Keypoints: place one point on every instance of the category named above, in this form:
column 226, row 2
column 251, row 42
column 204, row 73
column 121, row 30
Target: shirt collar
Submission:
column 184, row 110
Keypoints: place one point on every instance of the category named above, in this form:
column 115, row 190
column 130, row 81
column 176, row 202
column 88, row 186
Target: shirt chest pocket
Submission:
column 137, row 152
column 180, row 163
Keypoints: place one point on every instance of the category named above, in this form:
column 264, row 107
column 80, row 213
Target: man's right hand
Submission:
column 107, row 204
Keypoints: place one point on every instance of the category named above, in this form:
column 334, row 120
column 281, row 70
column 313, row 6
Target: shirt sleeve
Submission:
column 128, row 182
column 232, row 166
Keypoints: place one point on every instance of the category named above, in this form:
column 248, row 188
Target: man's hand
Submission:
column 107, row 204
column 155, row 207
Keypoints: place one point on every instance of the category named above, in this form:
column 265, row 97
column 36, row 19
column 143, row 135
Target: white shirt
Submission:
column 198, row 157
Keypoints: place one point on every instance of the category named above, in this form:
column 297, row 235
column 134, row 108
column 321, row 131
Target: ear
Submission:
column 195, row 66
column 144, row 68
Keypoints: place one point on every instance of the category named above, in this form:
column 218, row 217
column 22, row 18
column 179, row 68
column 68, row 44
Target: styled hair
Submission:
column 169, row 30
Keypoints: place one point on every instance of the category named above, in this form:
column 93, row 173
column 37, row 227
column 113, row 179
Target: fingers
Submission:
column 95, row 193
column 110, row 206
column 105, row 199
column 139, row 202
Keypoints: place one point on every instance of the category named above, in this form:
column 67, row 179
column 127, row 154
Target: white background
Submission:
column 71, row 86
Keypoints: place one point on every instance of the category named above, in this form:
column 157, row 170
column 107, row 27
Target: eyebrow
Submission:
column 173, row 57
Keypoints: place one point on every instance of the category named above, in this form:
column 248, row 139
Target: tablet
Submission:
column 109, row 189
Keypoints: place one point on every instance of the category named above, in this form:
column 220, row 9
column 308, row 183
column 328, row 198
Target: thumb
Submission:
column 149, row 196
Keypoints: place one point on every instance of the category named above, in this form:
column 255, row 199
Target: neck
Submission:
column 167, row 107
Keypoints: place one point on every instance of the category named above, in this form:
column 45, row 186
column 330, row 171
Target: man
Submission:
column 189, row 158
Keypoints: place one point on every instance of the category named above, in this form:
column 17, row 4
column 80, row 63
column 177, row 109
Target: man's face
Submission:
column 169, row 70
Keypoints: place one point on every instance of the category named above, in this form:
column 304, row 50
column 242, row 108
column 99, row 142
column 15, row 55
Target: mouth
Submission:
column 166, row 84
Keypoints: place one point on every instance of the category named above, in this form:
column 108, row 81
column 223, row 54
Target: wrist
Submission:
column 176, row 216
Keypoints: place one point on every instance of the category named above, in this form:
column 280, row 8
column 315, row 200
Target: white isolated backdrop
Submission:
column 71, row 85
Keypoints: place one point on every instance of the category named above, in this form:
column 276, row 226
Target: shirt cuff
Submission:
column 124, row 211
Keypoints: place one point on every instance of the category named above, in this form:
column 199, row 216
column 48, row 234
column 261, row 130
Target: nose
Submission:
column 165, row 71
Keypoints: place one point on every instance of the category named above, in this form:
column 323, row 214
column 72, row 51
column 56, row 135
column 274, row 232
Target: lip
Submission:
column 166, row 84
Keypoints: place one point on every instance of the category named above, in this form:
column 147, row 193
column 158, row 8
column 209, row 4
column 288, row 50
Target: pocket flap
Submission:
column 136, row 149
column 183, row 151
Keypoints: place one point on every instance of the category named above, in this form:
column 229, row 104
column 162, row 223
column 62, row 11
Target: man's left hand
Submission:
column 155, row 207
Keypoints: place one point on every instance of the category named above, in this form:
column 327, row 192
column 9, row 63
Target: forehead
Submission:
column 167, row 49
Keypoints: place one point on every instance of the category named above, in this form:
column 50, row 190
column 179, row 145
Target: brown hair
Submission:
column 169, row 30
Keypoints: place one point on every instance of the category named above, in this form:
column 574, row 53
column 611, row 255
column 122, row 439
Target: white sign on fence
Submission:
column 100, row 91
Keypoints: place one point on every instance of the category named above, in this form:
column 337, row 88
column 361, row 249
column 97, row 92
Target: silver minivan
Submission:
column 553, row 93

_ _ _

- _Aim of the task_
Write the listing out again, word for word.

- _Exercise solution_
Keypoints: place one point on every instance of the category named above, in this form:
column 226, row 2
column 251, row 42
column 204, row 73
column 121, row 30
Target: shirt collar
Submission:
column 184, row 110
Keypoints: place one point on every instance of the category named above, in this form:
column 115, row 190
column 130, row 81
column 176, row 202
column 88, row 186
Target: shirt chest pocket
Submission:
column 137, row 152
column 180, row 163
Keypoints: place one point on every instance of the category named above, in this form:
column 264, row 107
column 80, row 213
Target: man's right hand
Submission:
column 107, row 204
Keypoints: place one point on every instance of the category named above, in this form:
column 334, row 120
column 281, row 70
column 313, row 6
Target: shirt sleeve
Submission:
column 128, row 182
column 232, row 166
Keypoints: place one point on every instance of the category named above, in this form:
column 248, row 188
Target: man's hand
Submission:
column 107, row 204
column 155, row 207
Keypoints: place one point on every instance of the category named above, in this form:
column 265, row 97
column 36, row 19
column 143, row 135
Target: white shirt
Submission:
column 198, row 157
Keypoints: place one point on every instance of the category named above, in this form:
column 297, row 235
column 134, row 108
column 321, row 131
Target: ear
Submission:
column 195, row 66
column 144, row 68
Keypoints: place one point on every instance of the category named above, in this form:
column 218, row 217
column 22, row 18
column 179, row 68
column 68, row 44
Target: styled hair
Submission:
column 169, row 30
Keypoints: place one point on every instance of the category named above, in this form:
column 93, row 173
column 37, row 227
column 113, row 179
Target: fingers
Submission:
column 95, row 193
column 110, row 206
column 105, row 199
column 139, row 202
Keypoints: place one point on every instance of the category named above, in this form:
column 67, row 179
column 127, row 154
Target: white background
Submission:
column 71, row 86
Keypoints: place one point on every instance of the category named above, in this form:
column 157, row 170
column 107, row 27
Target: eyebrow
Submission:
column 173, row 57
Keypoints: place one point on every instance of the category named above, in this form:
column 248, row 139
Target: tablet
Submission:
column 109, row 189
Keypoints: place one point on every instance of the category named above, in this form:
column 220, row 9
column 308, row 183
column 328, row 198
Target: thumb
Submission:
column 149, row 196
Keypoints: place one point on every instance of the category named above, in this form:
column 255, row 199
Target: neck
Submission:
column 167, row 107
Keypoints: place one point on every instance of the category named above, in this form:
column 45, row 186
column 330, row 171
Target: man
Submission:
column 189, row 158
Keypoints: place one point on every instance of the category named above, in this form:
column 17, row 4
column 80, row 63
column 177, row 109
Target: man's face
Submission:
column 169, row 70
Keypoints: place one point on every instance of the category named above, in this form:
column 304, row 50
column 242, row 108
column 99, row 142
column 15, row 55
Target: mouth
Submission:
column 166, row 84
Keypoints: place one point on every instance of the category named above, in this form:
column 108, row 81
column 223, row 54
Target: wrist
Submission:
column 176, row 216
Keypoints: place one point on every instance of the category named above, in this form:
column 280, row 8
column 315, row 200
Target: white isolated backdrop
Submission:
column 71, row 85
Keypoints: place one point on every instance of the category named above, in this form:
column 276, row 226
Target: shirt cuff
Submission:
column 124, row 211
Keypoints: place one point on every instance of the category named above, in this form:
column 199, row 216
column 48, row 234
column 261, row 130
Target: nose
Submission:
column 165, row 71
Keypoints: place one point on every instance of the category named above, in this form:
column 323, row 214
column 72, row 51
column 56, row 135
column 274, row 232
Target: lip
Submission:
column 166, row 84
Keypoints: place one point on every instance of the category named above, in this form:
column 147, row 193
column 158, row 8
column 209, row 4
column 288, row 50
Target: pocket flap
Submission:
column 136, row 149
column 183, row 151
Keypoints: place one point on every instance of the category named above, in this form:
column 229, row 104
column 162, row 223
column 62, row 11
Target: man's left hand
Submission:
column 155, row 207
Keypoints: place one point on every instance of the category named above, in this form:
column 327, row 192
column 9, row 63
Target: forehead
Submission:
column 167, row 49
Keypoints: place one point on every instance of the category named above, in this form:
column 50, row 190
column 179, row 145
Target: brown hair
Submission:
column 169, row 30
Keypoints: place one point on every instance of the category named above, in this form:
column 574, row 53
column 611, row 255
column 122, row 439
Target: white sign on fence
Submission:
column 100, row 91
Keypoints: place one point on every instance of the category named above, in this form:
column 337, row 88
column 361, row 249
column 97, row 92
Target: silver minivan
Submission:
column 553, row 93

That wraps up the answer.